#### DO THIS:
Retype all of the records below verbatim, preserving every line, character, and spacing without alteration.

--

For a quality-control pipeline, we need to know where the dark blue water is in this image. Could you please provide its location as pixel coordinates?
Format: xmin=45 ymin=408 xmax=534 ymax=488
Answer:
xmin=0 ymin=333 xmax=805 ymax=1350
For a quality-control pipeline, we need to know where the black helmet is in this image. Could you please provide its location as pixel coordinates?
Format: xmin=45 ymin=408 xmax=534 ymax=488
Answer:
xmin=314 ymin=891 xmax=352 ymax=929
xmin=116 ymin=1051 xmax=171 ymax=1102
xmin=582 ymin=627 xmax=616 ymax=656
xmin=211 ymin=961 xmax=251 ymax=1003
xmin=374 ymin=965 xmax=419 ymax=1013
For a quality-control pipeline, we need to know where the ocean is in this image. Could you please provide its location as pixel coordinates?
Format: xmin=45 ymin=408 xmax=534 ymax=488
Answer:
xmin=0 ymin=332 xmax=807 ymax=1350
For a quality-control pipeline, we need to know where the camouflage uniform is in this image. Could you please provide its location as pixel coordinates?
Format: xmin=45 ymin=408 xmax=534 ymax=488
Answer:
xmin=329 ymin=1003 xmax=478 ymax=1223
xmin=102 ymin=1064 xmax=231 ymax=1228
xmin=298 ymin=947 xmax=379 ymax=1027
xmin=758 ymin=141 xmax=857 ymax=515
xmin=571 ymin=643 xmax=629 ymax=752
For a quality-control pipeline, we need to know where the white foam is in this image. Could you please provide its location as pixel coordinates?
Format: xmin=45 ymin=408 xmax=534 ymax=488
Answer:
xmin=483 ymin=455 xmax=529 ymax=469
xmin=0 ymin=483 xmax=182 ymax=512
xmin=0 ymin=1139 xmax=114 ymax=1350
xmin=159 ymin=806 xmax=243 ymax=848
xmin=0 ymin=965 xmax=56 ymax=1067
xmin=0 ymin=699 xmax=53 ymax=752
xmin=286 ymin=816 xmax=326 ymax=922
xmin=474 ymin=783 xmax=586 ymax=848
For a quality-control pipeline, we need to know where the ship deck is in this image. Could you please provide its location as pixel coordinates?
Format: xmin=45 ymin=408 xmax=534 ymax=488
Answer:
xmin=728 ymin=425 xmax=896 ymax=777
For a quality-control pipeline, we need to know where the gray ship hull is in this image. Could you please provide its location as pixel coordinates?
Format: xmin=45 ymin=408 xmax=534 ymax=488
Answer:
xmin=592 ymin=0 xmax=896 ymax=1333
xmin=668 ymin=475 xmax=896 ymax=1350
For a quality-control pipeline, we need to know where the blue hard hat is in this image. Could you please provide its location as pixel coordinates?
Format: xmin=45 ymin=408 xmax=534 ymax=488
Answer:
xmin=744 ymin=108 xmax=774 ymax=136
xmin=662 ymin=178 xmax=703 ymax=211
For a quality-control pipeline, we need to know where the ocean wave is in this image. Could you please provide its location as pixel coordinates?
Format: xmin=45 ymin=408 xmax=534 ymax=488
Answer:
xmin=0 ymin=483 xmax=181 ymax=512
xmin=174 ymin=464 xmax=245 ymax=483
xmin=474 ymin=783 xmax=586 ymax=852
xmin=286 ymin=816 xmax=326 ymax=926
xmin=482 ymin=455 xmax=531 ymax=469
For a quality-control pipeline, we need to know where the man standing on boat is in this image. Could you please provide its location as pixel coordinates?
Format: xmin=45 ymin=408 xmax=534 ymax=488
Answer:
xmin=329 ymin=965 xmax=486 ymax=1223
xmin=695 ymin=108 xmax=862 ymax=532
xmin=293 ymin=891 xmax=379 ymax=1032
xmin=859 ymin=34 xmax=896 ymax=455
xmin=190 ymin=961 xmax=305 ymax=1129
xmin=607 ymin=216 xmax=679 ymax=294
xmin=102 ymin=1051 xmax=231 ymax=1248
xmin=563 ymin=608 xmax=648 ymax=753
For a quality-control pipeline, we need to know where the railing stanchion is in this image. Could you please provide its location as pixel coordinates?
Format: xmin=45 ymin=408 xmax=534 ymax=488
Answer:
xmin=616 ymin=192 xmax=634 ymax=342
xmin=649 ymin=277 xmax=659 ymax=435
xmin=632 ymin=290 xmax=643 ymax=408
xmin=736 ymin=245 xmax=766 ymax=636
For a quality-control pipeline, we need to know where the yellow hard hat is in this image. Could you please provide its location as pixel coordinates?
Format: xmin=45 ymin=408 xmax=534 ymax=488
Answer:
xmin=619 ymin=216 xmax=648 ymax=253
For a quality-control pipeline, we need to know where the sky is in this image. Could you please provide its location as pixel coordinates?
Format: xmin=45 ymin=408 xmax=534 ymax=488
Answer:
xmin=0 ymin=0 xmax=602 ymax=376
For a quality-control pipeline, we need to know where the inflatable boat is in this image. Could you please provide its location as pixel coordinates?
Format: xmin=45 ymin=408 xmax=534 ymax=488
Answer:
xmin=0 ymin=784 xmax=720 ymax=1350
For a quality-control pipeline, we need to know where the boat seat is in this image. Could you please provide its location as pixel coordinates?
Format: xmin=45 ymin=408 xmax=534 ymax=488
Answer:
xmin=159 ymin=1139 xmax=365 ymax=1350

--

#### CORRECT ANSWER:
For a quality-control pipeline, we need to know where the dark blue water is in this image. Could you please provide its location as pixel coordinates?
Format: xmin=45 ymin=408 xmax=534 ymax=488
Answer:
xmin=0 ymin=333 xmax=805 ymax=1350
For a quality-control pipeline, we need to know where the black helmet is in this image. Could you please provide its location as pixel coordinates?
Format: xmin=45 ymin=408 xmax=534 ymax=488
Answer:
xmin=314 ymin=891 xmax=352 ymax=929
xmin=116 ymin=1051 xmax=171 ymax=1102
xmin=582 ymin=627 xmax=616 ymax=656
xmin=211 ymin=961 xmax=251 ymax=1003
xmin=374 ymin=965 xmax=419 ymax=1013
For a quality-control pipeline, we need to know where the ocean is in this image. Could you please provide its location as pixel coordinates?
Format: xmin=45 ymin=408 xmax=534 ymax=488
Answer:
xmin=0 ymin=332 xmax=807 ymax=1350
For a quality-control pipeline, we need to know where the camouflage uniform is in this image. Could you please provide its location as pixel coordinates?
Format: xmin=45 ymin=408 xmax=534 ymax=488
Answer:
xmin=329 ymin=1003 xmax=478 ymax=1223
xmin=102 ymin=1064 xmax=231 ymax=1228
xmin=298 ymin=947 xmax=379 ymax=1027
xmin=758 ymin=141 xmax=857 ymax=515
xmin=571 ymin=643 xmax=629 ymax=752
For a quality-control pipeline, we need to know where the white foam is in this image. Could you please provide its location as pixel coordinates?
Format: xmin=45 ymin=408 xmax=534 ymax=488
Answer:
xmin=483 ymin=455 xmax=529 ymax=469
xmin=0 ymin=483 xmax=182 ymax=512
xmin=0 ymin=1139 xmax=114 ymax=1350
xmin=159 ymin=806 xmax=243 ymax=848
xmin=0 ymin=965 xmax=56 ymax=1067
xmin=0 ymin=699 xmax=53 ymax=752
xmin=286 ymin=816 xmax=326 ymax=922
xmin=474 ymin=783 xmax=586 ymax=848
For a quality-control pipeline, we need to know where the ship deck is in this image. Could you please provide its location as pixel coordinates?
Format: xmin=45 ymin=408 xmax=534 ymax=488
Answer:
xmin=728 ymin=425 xmax=896 ymax=777
For a quality-control pipeline, we need to know where the gray ship hull is in this image. Could you please provide its location as pixel coordinates?
Format: xmin=45 ymin=408 xmax=534 ymax=488
Answer:
xmin=592 ymin=0 xmax=896 ymax=1333
xmin=668 ymin=475 xmax=896 ymax=1350
For a quality-control pipeline, we need to know where the blue hard hat is in this image. Could you please provide its location as pixel coordinates?
Format: xmin=45 ymin=408 xmax=534 ymax=488
Answer:
xmin=744 ymin=108 xmax=774 ymax=136
xmin=662 ymin=178 xmax=703 ymax=211
For a quality-control pipeline, we need to know where the ocean wave is in this image. Could you please provide its location as pixel coordinates?
Format: xmin=45 ymin=408 xmax=534 ymax=488
Answer:
xmin=0 ymin=483 xmax=181 ymax=512
xmin=174 ymin=464 xmax=245 ymax=483
xmin=474 ymin=783 xmax=586 ymax=852
xmin=286 ymin=816 xmax=326 ymax=926
xmin=482 ymin=455 xmax=531 ymax=469
For a quality-control pipeline, we need to know where the man standing on boat is in this image. Could you please provide its location as pixel coordinates?
Format: xmin=45 ymin=408 xmax=534 ymax=488
Answer:
xmin=329 ymin=965 xmax=486 ymax=1223
xmin=695 ymin=108 xmax=862 ymax=532
xmin=293 ymin=891 xmax=379 ymax=1032
xmin=859 ymin=34 xmax=896 ymax=455
xmin=190 ymin=961 xmax=305 ymax=1129
xmin=607 ymin=216 xmax=679 ymax=294
xmin=102 ymin=1051 xmax=231 ymax=1248
xmin=563 ymin=608 xmax=648 ymax=753
For a quality-control pipeline, we need to know where the railing stanchion is in this image. Could you please provide its location as pixel coordinates?
Format: xmin=45 ymin=408 xmax=534 ymax=488
Answer:
xmin=616 ymin=192 xmax=634 ymax=342
xmin=649 ymin=277 xmax=659 ymax=435
xmin=632 ymin=290 xmax=643 ymax=408
xmin=736 ymin=245 xmax=766 ymax=636
For a quality-control pipeline, we need to know where the yellow hard hat is in this image. Could you please provide its location as pixel coordinates?
Format: xmin=45 ymin=408 xmax=534 ymax=488
Answer:
xmin=619 ymin=216 xmax=648 ymax=253
For a quality-control pipeline, we need to know where the sky is in this image. Could you please provide its location as pixel coordinates?
Format: xmin=45 ymin=408 xmax=534 ymax=488
Answer:
xmin=0 ymin=0 xmax=602 ymax=376
For a quality-control pipeline, we need to know where the inflatable boat is in this image. Could you please provide its location as pixel coordinates?
Format: xmin=45 ymin=408 xmax=534 ymax=488
Answer:
xmin=0 ymin=784 xmax=720 ymax=1350
For a quality-control pipeline, we need to know where the boat seat is in this image. Could you please provide its location as pixel coordinates?
Format: xmin=45 ymin=408 xmax=534 ymax=488
Answer:
xmin=159 ymin=1139 xmax=365 ymax=1350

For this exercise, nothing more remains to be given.